Copy out the listing below line for line, leaving out the pictures.

### DATA LISTING:
================================

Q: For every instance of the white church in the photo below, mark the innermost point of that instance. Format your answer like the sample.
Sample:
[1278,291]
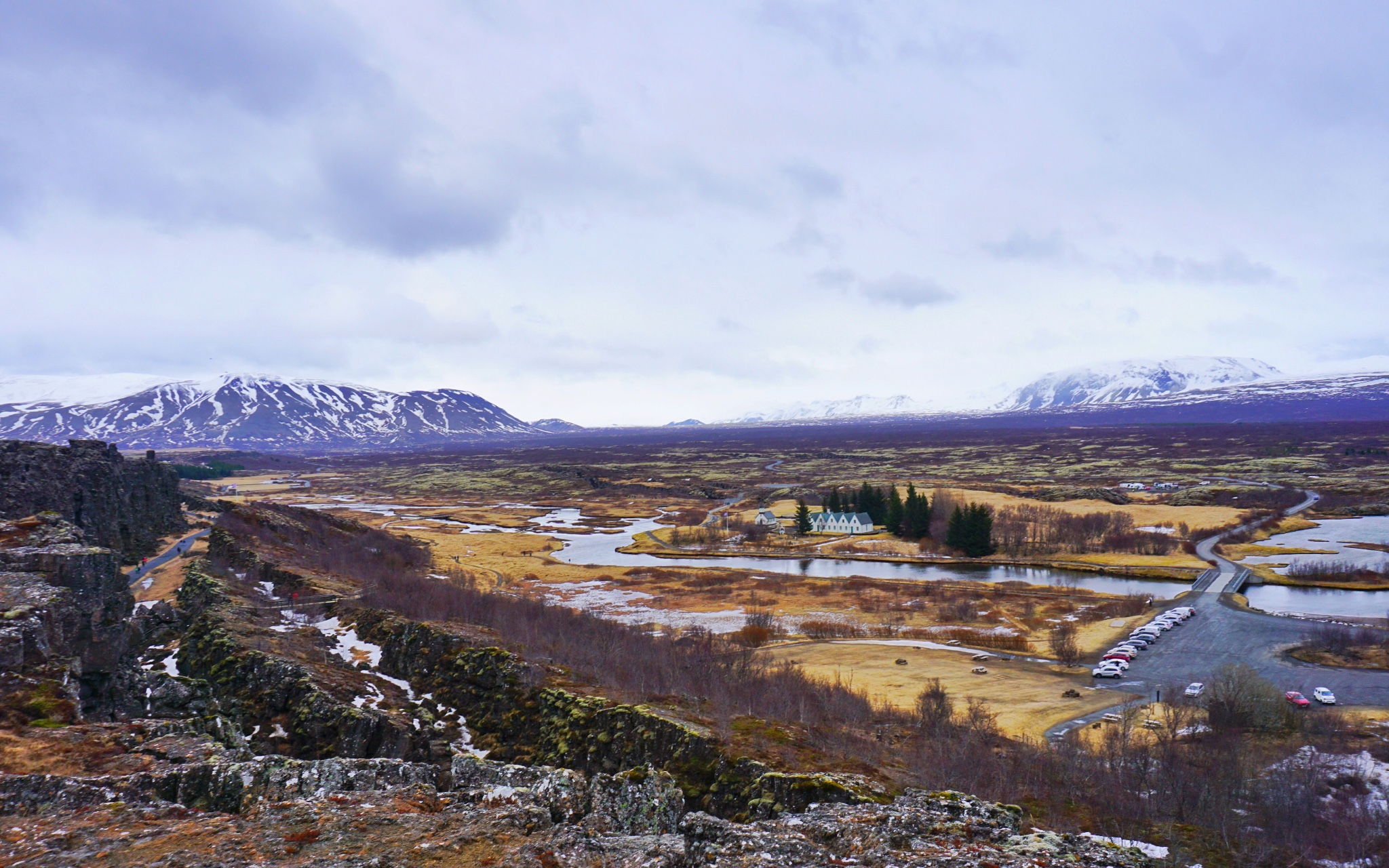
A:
[841,523]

================================

### RESPONSE BELOW:
Q: For every instance of the white church in the photo below, mark the innermost point of that instance. Format your answer like the sample.
Sample:
[1278,291]
A:
[841,523]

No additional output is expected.